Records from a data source
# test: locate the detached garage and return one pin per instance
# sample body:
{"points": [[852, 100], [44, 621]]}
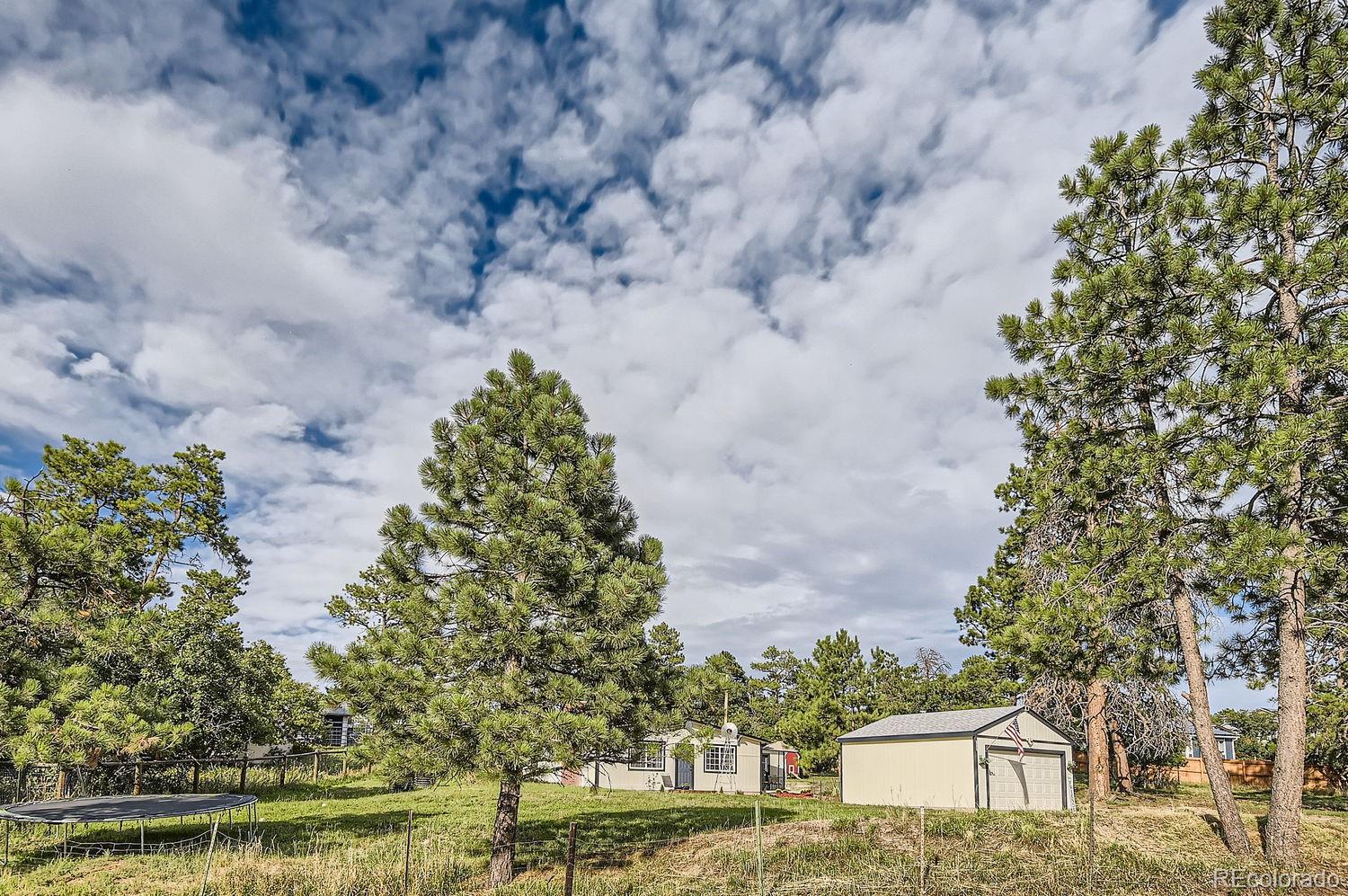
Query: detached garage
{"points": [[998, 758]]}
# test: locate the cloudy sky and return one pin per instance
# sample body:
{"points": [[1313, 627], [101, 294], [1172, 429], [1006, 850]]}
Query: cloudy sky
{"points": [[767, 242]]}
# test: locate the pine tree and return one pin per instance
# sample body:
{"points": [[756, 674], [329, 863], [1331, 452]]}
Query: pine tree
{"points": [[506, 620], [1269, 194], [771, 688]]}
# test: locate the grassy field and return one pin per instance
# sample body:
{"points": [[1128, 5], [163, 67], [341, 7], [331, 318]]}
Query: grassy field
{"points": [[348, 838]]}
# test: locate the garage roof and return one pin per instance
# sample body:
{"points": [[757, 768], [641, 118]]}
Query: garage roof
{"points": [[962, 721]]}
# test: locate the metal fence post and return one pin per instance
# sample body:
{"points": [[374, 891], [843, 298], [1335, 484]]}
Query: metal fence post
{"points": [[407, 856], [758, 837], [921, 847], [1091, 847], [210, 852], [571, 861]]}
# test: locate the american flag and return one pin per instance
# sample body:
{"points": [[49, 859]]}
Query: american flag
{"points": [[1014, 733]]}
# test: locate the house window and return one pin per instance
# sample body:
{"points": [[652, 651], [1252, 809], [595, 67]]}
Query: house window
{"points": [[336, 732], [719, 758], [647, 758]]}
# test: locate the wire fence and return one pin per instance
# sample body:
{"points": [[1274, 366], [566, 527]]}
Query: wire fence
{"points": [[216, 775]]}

> _DIRECTIONS FOR THIS TASK_:
Your reply should hold every line above exactly as written and none of the pictures.

> _YOUR RESPONSE_:
# test: locate the detached garage and return one pin per instance
# sample body:
{"points": [[852, 100], [44, 621]]}
Query: detached garage
{"points": [[998, 758]]}
# test: locate the cloudy sky and return one pin per instance
# sample body:
{"points": [[1313, 627], [101, 294], [1172, 429], [1006, 850]]}
Query: cloudy sky
{"points": [[767, 242]]}
# test: locate the pine tree and return one pin per instance
# sample body:
{"points": [[756, 674], [329, 863], [1331, 452]]}
Query: pine tree
{"points": [[506, 620], [1269, 194], [771, 688]]}
# test: locate the grassy field and return one pin per instance
# sample body:
{"points": [[1128, 5], [163, 67], [341, 7], [331, 318]]}
Query: grassy field
{"points": [[348, 838]]}
# test: locate the garage roof and return one pin per instance
# sample body:
{"points": [[757, 768], [641, 118]]}
Query: garage roof
{"points": [[962, 721]]}
# test: locate the metal fence post and return one pin per instance
# sample body:
{"points": [[374, 891], [843, 298], [1335, 484]]}
Query: metal fence post
{"points": [[407, 856], [758, 837], [921, 847], [1091, 847], [210, 852], [571, 861]]}
# test: locate the american flag and return one pin per instance
# sample body:
{"points": [[49, 859]]}
Query: american flag
{"points": [[1014, 733]]}
# test: locate the house window and return one pin per instance
# sample body:
{"points": [[652, 651], [1252, 809], [595, 67]]}
Query: house window
{"points": [[336, 732], [719, 758], [647, 758]]}
# test: locate the wire fence and return one pin per instance
# sample body:
{"points": [[1274, 366], [566, 527]]}
Query: wire fence
{"points": [[216, 775]]}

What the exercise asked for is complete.